Top of SUPPLIED MATERIAL
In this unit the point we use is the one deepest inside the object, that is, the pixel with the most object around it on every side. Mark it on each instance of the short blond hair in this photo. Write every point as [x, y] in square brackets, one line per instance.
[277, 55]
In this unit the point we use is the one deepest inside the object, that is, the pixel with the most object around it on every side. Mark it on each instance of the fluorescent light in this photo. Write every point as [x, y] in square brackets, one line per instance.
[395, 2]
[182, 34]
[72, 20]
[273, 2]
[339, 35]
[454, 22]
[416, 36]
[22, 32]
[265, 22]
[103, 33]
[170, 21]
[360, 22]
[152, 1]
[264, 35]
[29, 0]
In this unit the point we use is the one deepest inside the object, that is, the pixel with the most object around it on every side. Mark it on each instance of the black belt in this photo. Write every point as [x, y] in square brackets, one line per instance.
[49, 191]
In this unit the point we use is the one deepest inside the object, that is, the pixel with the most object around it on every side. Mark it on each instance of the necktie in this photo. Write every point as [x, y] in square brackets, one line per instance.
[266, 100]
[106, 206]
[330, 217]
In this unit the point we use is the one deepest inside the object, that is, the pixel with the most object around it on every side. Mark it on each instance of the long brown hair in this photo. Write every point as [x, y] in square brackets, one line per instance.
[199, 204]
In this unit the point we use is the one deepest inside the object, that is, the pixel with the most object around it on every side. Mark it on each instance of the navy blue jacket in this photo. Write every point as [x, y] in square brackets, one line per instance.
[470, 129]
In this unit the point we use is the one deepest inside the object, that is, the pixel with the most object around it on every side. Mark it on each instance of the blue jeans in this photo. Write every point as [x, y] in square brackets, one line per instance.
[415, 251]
Bottom of SUPPLIED MATERIAL
Reproduce every entry above without a single alteration.

In this unit the point we use is the one deepest inside the object, that is, the pixel with the most object around it on every side. Mark it on each instance of the short blond hair in this photo. Write every point as [x, y] in square brackets, one line per instance.
[277, 55]
In this unit the point we use is the one deepest inside the object, that is, the pixel with the most object around it on every side. Mark it on each instance of the fluorescent light in this photo. Write every point as [x, y] in square brackets, one line per instance.
[395, 2]
[182, 34]
[72, 20]
[273, 2]
[339, 35]
[454, 22]
[416, 36]
[22, 32]
[265, 22]
[103, 33]
[170, 21]
[360, 22]
[152, 1]
[264, 35]
[29, 0]
In this unit the point we use is the one deepest inside the object, that is, the pixel with the most object around it on every side. Mark it on each instance of the black belt in this photo. Write every point as [x, y] in square brackets, one line per instance.
[49, 191]
In this unit the point we use is the one deepest inside the object, that is, the pixel with the most object around it on every side. Mark it on each instance of the necktie in this photo. Write every point as [x, y] in square brackets, one line per instance.
[266, 100]
[106, 206]
[330, 217]
In this unit the point we use is the one deepest inside the object, that is, the pixel with the most object around it on every side. Mark it on each instance of the long brown hair in this photo. Write every point as [x, y] in square brackets, one line per instance.
[199, 204]
In this unit the point we use is the one deepest inside the object, that is, the pixel with the most object around it on every side. Mark it on each instance of the navy blue jacket in this photo. Write every point as [x, y] in square brackets, one line per instance.
[470, 129]
In this unit the point we use is the one deepest inside the object, that is, the pixel with the most object around it on every side. Mark it on each instance of the blue jeans in this photo. Write every point as [x, y] in square brackets, one line per instance.
[415, 251]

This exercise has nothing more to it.